Every line of the entries with the word "banner" in it should be shown.

:: MATERIAL FOR THE TASK ::

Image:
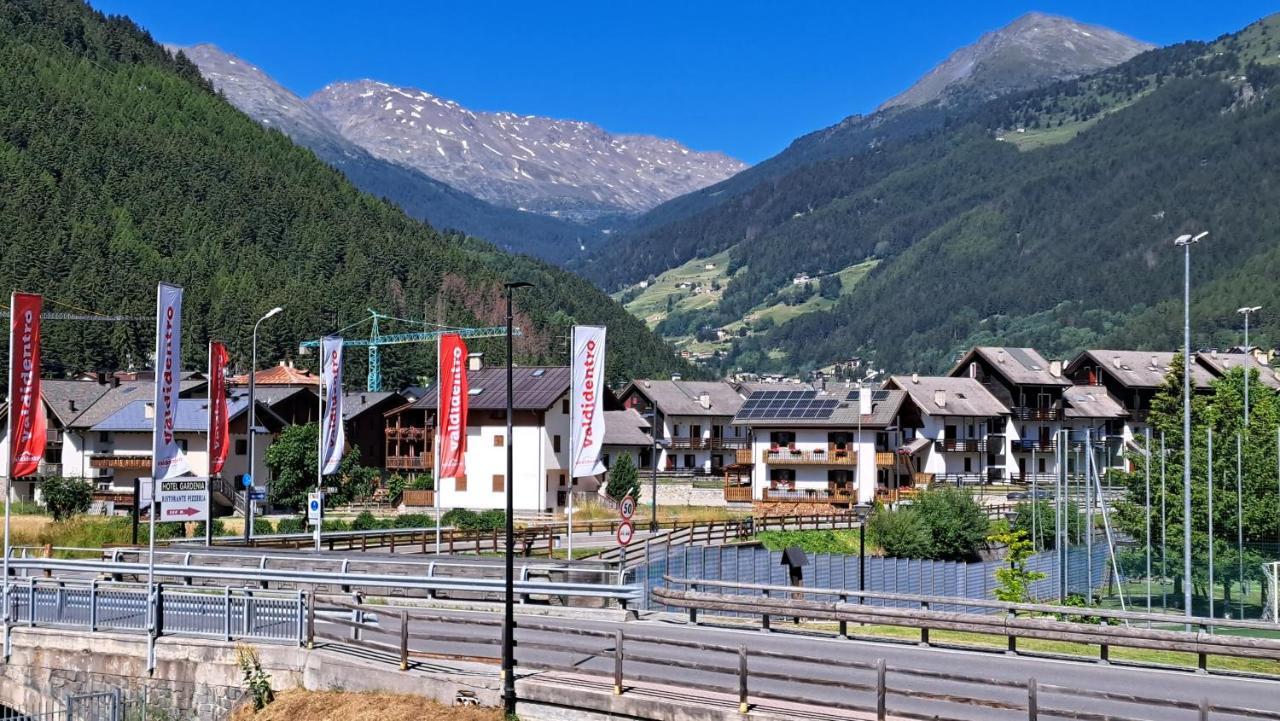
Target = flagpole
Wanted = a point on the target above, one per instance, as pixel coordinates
(435, 445)
(8, 480)
(320, 448)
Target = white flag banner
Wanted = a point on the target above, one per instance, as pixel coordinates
(332, 433)
(167, 457)
(586, 409)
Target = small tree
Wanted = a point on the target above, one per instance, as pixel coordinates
(624, 480)
(64, 497)
(1014, 584)
(901, 533)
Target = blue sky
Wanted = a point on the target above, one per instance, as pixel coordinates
(745, 77)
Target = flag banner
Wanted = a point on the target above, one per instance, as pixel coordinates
(219, 424)
(452, 406)
(586, 405)
(332, 432)
(27, 410)
(167, 457)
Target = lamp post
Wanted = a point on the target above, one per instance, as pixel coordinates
(658, 445)
(1246, 311)
(1185, 242)
(252, 429)
(508, 619)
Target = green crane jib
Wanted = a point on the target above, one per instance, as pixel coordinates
(376, 340)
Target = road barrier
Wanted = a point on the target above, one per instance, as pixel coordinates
(867, 687)
(1014, 621)
(91, 605)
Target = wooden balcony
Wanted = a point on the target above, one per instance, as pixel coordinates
(808, 496)
(685, 443)
(417, 497)
(817, 457)
(135, 461)
(421, 462)
(960, 446)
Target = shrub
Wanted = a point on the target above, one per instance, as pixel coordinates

:::

REPLY:
Target = white flag banner
Target = flag banner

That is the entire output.